> _Task_:
Exactly the lines below starting at the line with "Thank you for the photograph. Please indicate the blue" and ending at the line with "Thank you for the photograph. Please indicate the street sign" are wanted, with both ends included. Leave out the pictures and add no other lines.

========

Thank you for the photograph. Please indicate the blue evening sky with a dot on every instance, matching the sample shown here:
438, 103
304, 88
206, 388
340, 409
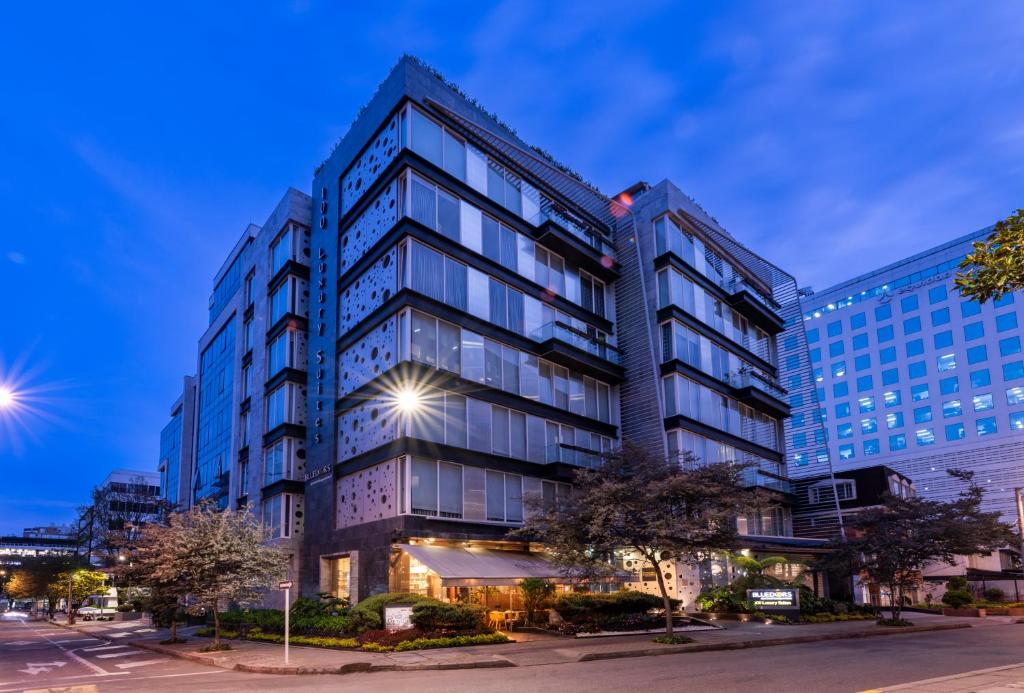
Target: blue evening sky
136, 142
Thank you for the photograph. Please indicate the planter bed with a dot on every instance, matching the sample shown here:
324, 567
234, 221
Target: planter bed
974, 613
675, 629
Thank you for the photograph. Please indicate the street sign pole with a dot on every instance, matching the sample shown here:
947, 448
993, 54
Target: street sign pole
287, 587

========

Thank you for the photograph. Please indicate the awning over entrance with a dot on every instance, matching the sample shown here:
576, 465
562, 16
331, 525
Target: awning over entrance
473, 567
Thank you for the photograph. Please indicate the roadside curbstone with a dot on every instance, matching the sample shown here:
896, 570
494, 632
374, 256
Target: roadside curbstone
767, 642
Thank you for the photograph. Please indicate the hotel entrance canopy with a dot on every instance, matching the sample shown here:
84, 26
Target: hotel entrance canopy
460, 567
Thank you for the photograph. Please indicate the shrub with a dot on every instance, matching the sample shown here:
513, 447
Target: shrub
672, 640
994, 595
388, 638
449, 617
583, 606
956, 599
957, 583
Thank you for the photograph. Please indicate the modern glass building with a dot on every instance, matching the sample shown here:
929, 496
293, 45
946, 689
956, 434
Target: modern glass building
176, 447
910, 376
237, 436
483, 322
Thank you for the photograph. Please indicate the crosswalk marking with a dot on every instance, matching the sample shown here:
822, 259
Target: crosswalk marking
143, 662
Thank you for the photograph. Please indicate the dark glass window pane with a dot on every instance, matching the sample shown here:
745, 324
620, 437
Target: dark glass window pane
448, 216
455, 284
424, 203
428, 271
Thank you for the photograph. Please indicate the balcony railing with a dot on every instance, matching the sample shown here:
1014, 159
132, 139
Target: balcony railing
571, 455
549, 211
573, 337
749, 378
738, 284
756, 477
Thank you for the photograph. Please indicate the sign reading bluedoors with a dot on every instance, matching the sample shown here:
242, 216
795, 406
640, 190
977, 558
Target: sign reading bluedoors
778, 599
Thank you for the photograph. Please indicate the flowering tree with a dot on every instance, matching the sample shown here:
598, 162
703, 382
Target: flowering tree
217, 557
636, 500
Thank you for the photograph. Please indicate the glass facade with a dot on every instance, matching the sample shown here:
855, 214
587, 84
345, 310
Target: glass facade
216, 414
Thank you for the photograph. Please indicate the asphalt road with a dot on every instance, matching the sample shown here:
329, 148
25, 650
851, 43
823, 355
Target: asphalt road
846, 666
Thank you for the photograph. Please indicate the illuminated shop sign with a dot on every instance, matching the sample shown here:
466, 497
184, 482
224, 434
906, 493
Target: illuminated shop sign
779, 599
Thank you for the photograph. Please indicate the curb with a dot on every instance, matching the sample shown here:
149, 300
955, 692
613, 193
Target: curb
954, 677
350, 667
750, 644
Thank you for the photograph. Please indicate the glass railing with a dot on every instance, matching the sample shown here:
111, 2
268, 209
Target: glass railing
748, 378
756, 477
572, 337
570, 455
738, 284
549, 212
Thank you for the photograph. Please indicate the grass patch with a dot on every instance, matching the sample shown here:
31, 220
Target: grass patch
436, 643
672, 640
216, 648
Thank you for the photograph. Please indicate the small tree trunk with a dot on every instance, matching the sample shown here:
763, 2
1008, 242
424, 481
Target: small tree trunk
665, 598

========

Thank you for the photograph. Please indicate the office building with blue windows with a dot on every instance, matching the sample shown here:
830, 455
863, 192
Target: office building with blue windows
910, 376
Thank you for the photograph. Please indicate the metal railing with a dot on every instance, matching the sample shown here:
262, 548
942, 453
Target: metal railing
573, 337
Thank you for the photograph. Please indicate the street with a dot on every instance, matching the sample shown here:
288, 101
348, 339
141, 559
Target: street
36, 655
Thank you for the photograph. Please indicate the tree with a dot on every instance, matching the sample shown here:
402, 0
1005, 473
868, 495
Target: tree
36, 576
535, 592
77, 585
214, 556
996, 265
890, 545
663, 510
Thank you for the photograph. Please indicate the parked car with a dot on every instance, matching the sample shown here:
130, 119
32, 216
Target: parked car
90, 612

========

> _Response box_:
Thank you for the photograph. Please indicate the blue evening sky with a dot on every instance, matching the sample shown here:
438, 103
304, 88
206, 388
340, 409
Target: blue evening sky
136, 142
Thank you for the photograph. Please indicate the planter bed with a dot on every instance, matching the sample shown here:
324, 567
234, 221
Target: planter bed
974, 613
675, 629
Thank you for the photograph. Please indicate the street sign pole with a dot on every instance, matching the sample shown here:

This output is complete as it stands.